Requirements:
Restate the records below word for word, and omit the images they hold.

* Start Supplied data *

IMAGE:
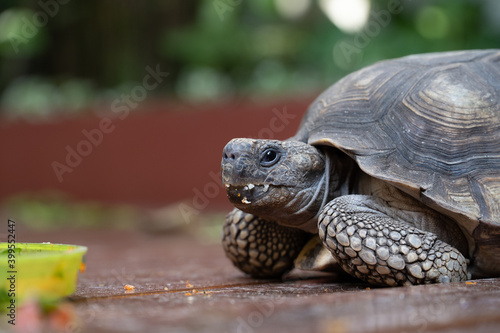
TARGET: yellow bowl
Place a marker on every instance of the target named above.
(42, 271)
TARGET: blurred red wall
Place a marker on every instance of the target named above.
(153, 157)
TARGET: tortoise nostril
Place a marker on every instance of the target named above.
(230, 153)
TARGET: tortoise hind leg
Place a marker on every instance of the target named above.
(384, 250)
(258, 247)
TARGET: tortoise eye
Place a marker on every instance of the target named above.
(270, 157)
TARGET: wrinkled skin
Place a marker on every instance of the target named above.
(285, 192)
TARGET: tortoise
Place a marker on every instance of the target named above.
(393, 177)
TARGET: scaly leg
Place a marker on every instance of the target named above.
(258, 247)
(383, 250)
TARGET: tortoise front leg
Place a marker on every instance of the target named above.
(380, 249)
(258, 247)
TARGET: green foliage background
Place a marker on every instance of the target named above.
(86, 52)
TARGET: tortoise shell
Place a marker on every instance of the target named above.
(430, 125)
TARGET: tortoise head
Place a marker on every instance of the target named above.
(282, 181)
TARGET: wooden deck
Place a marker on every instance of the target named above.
(184, 284)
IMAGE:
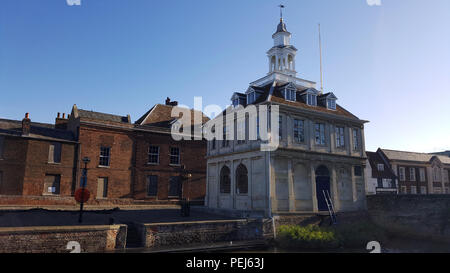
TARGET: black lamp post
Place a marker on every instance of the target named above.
(185, 205)
(86, 160)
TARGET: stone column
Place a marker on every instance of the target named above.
(350, 140)
(289, 130)
(430, 179)
(332, 138)
(207, 187)
(311, 134)
(250, 182)
(334, 187)
(313, 186)
(363, 143)
(233, 185)
(273, 197)
(355, 194)
(291, 187)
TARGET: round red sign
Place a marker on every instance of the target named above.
(82, 195)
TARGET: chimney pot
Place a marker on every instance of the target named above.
(26, 124)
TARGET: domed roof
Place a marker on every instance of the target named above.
(281, 26)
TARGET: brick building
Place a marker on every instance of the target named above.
(417, 173)
(42, 163)
(35, 159)
(381, 179)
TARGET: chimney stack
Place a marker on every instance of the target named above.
(171, 103)
(26, 124)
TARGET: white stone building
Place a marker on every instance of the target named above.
(321, 148)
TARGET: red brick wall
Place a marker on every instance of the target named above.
(38, 167)
(12, 165)
(408, 182)
(55, 239)
(192, 155)
(119, 173)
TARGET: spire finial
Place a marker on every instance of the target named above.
(281, 12)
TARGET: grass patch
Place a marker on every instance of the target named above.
(347, 235)
(311, 237)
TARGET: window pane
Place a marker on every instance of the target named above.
(174, 155)
(2, 141)
(104, 156)
(152, 185)
(153, 154)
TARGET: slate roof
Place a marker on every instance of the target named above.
(102, 116)
(281, 27)
(407, 156)
(444, 159)
(161, 116)
(375, 159)
(42, 131)
(277, 97)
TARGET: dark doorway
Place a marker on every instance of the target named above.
(175, 187)
(322, 184)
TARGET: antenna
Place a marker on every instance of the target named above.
(321, 69)
(281, 11)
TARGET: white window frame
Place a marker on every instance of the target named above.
(422, 191)
(422, 175)
(412, 174)
(403, 190)
(178, 156)
(290, 94)
(108, 157)
(299, 130)
(251, 97)
(321, 131)
(153, 154)
(340, 136)
(311, 99)
(356, 138)
(331, 104)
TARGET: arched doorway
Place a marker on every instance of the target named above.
(322, 185)
(241, 180)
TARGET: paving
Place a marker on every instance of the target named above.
(62, 217)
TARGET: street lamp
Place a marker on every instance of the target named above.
(85, 160)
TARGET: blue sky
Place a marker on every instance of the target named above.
(388, 64)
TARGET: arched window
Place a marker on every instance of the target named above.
(322, 171)
(290, 62)
(273, 63)
(241, 180)
(436, 174)
(225, 181)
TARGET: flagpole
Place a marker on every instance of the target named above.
(321, 69)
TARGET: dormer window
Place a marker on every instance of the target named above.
(251, 97)
(289, 94)
(238, 99)
(331, 104)
(311, 99)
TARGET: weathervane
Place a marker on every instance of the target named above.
(281, 11)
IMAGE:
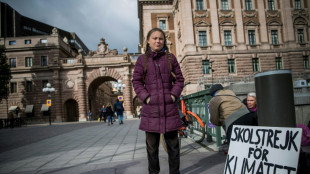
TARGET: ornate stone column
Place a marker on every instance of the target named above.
(263, 25)
(127, 94)
(82, 96)
(57, 109)
(288, 23)
(215, 28)
(187, 26)
(239, 26)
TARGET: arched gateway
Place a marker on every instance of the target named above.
(84, 80)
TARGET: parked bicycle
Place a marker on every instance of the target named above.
(192, 125)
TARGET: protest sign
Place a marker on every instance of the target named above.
(210, 125)
(260, 150)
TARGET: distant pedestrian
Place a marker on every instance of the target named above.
(140, 112)
(109, 113)
(12, 120)
(251, 102)
(89, 114)
(158, 82)
(103, 113)
(119, 109)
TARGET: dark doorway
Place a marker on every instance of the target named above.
(71, 110)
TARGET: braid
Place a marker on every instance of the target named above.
(168, 56)
(170, 64)
(146, 60)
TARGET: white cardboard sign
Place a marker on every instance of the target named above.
(263, 150)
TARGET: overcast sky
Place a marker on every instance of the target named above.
(115, 20)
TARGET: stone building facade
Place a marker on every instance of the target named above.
(81, 82)
(219, 41)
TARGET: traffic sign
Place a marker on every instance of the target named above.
(48, 102)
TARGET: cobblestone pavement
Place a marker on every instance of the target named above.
(93, 147)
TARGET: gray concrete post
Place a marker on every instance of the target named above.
(275, 99)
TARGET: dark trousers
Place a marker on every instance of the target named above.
(152, 144)
(249, 119)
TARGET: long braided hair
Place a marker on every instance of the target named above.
(147, 51)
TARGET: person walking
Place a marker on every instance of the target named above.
(158, 82)
(89, 114)
(103, 113)
(119, 109)
(251, 102)
(109, 113)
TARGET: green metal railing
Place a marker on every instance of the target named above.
(198, 103)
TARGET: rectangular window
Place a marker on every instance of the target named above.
(202, 38)
(70, 61)
(44, 82)
(27, 41)
(231, 65)
(12, 42)
(248, 5)
(162, 24)
(274, 37)
(29, 86)
(44, 61)
(13, 87)
(297, 4)
(13, 62)
(199, 4)
(28, 62)
(300, 35)
(271, 5)
(205, 67)
(227, 38)
(306, 62)
(224, 4)
(252, 37)
(43, 41)
(255, 64)
(278, 63)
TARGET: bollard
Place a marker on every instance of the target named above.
(275, 99)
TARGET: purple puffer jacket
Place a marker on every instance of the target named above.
(161, 113)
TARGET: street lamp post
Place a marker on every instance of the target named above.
(119, 86)
(49, 89)
(212, 70)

* End Supplied data *

The reply:
IMAGE:
TARGET: yellow bowl
Place a marker on every instance of the target named above.
(42, 271)
TARGET: blurred red wall
Place a marker on every instance of the target named above.
(153, 157)
TARGET: tortoise nostril
Place a marker on every instance of the target named above.
(230, 153)
TARGET: tortoise hind leg
Place a marker on every instance of the target named above.
(384, 250)
(258, 247)
TARGET: tortoise eye
Place a marker on every instance of the target named above.
(270, 157)
TARGET: wrinkled skin
Place a marker on every instance of the target named above.
(285, 192)
TARGET: tortoise
Place a marker on every instance of the target named above.
(393, 177)
TARGET: scaly leg
Place a marker on every instance of the target named above.
(258, 247)
(383, 250)
TARGET: tortoise front leg
Place a marker on every instance of the target named above.
(380, 249)
(258, 247)
TARGET: green foliage background
Place a marker on every instance of the target named above.
(86, 52)
TARGET: tortoise shell
Place a marker on every instance of the target named above.
(430, 125)
TARGET: tortoise head
Place a marker on every instance of the target named above.
(282, 181)
TARGET: wooden deck
Place a marker on every instance of the target named above.
(184, 284)
IMAGE:
TARGET: black lamp post
Place a marker on every instance of the target named above.
(185, 205)
(86, 160)
TARGET: stone column
Place a marker on every instance of the target named above.
(350, 140)
(289, 130)
(430, 179)
(332, 138)
(207, 187)
(311, 134)
(250, 182)
(334, 187)
(313, 186)
(363, 143)
(233, 185)
(273, 197)
(355, 194)
(291, 187)
TARGET: round red sign
Place a marker on every instance of the target named above.
(82, 195)
TARGET: chimney pot
Place a marker on every instance of the target named above.
(26, 124)
TARGET: domed roof
Place a marker on every instance of the target named above.
(281, 26)
TARGET: brick building
Place a marker on every instance of the target named above.
(417, 173)
(42, 163)
(35, 159)
(381, 179)
TARGET: chimney stack
Place a marker on every instance of the target named above.
(171, 103)
(26, 124)
TARGET: white stone building
Place a marker on every instance of the target named above.
(321, 148)
TARGET: red brick wall
Place a marker on every instance of the target named above.
(38, 167)
(12, 165)
(408, 182)
(55, 239)
(192, 155)
(119, 173)
TARGET: spire finial
Place a marker on every instance of the target named above.
(281, 12)
TARGET: grass patch
Place a marker on every instance of the target named above.
(347, 235)
(311, 237)
TARGET: window pane
Place a marker on every instance of the target named above.
(174, 155)
(2, 141)
(104, 156)
(152, 185)
(153, 154)
TARGET: slate roof
Place a marker on every instance of the target named above.
(102, 116)
(281, 27)
(407, 156)
(444, 159)
(161, 116)
(375, 159)
(42, 131)
(277, 97)
TARGET: dark doorway
Place a marker on every instance of the target named above.
(175, 187)
(322, 184)
TARGET: antenna
Place a marker on every instance of the target named above.
(321, 69)
(281, 11)
TARGET: white window frame
Place a marker on every instance of the target named above.
(422, 191)
(422, 175)
(412, 174)
(403, 190)
(178, 156)
(290, 94)
(108, 157)
(299, 130)
(251, 97)
(321, 131)
(153, 154)
(340, 136)
(311, 99)
(356, 138)
(331, 104)
TARGET: arched doorway
Place a marker on every instance of the target named above.
(322, 185)
(241, 180)
TARGET: paving
Place a marker on every instance of the target named above.
(62, 217)
TARGET: street lamp
Place a marker on every instance of the target named above.
(85, 160)
TARGET: blue sky
Place a marker on every instance of the target named above.
(388, 64)
TARGET: arched window
Place a marker on every instance of the target named above.
(322, 171)
(290, 62)
(273, 63)
(241, 180)
(436, 174)
(225, 181)
TARGET: flagpole
Place a marker on every instance of the target named above.
(321, 69)
TARGET: dormer window
Place a marker on every instance of the target named above.
(251, 97)
(289, 94)
(238, 99)
(331, 104)
(311, 99)
TARGET: weathervane
Place a marker on every instance of the target named above.
(281, 11)
IMAGE:
TARGET: ornate stone column
Place a marker on every instance of the target named above.
(263, 25)
(127, 94)
(82, 96)
(57, 109)
(288, 23)
(215, 28)
(187, 26)
(239, 26)
TARGET: arched gateway
Place a marker on every instance of the target named above.
(84, 80)
TARGET: parked bicycle
Place a marker on every instance of the target named above.
(192, 125)
TARGET: protest sign
Place a marker on every instance of the target named above.
(210, 125)
(260, 150)
TARGET: distant pedestrian
Place a marker on every instance of the target named above.
(140, 112)
(109, 113)
(12, 120)
(251, 102)
(89, 114)
(158, 82)
(103, 113)
(119, 109)
TARGET: dark doorway
Place a marker on every instance of the target named above.
(71, 110)
TARGET: braid
Place a marker on every instance of the target named above.
(168, 56)
(170, 64)
(146, 60)
TARGET: white cardboard sign
Place a marker on every instance of the target named above.
(263, 150)
TARGET: overcast sky
Place a marker on every instance of the target named above.
(115, 20)
TARGET: stone building facade
Place a marker on every instance of the target named above.
(81, 82)
(219, 41)
TARGET: traffic sign
Place a marker on every instance of the target named above.
(48, 102)
TARGET: cobblestone pavement
Place a marker on every instance of the target named above.
(93, 147)
TARGET: gray concrete post
Place a marker on every instance of the target named above.
(275, 99)
TARGET: dark trousers
Place a marker on every instance of the target named above.
(152, 144)
(249, 119)
TARGET: long braided hair
Place a marker on every instance of the target named above.
(147, 51)
TARGET: person walking
Place a marker on every instance of the target named above.
(158, 82)
(89, 114)
(103, 113)
(119, 109)
(251, 102)
(109, 113)
TARGET: green metal railing
Place a marker on every instance of the target named above.
(198, 103)
TARGET: rectangular window
Place a marker on every instance of the target named above.
(202, 38)
(70, 61)
(44, 82)
(27, 41)
(231, 65)
(12, 42)
(248, 5)
(162, 24)
(274, 37)
(29, 86)
(44, 61)
(13, 87)
(297, 4)
(13, 62)
(199, 4)
(28, 62)
(300, 35)
(271, 5)
(205, 67)
(227, 38)
(306, 62)
(224, 4)
(252, 37)
(43, 41)
(255, 64)
(278, 63)
TARGET: bollard
Place a marker on every instance of the target named above.
(275, 99)
TARGET: purple puffer jacket
Place a marker on every instance of the target named above.
(161, 113)
TARGET: street lamp post
Place a marker on every instance of the target named above.
(119, 86)
(49, 89)
(212, 70)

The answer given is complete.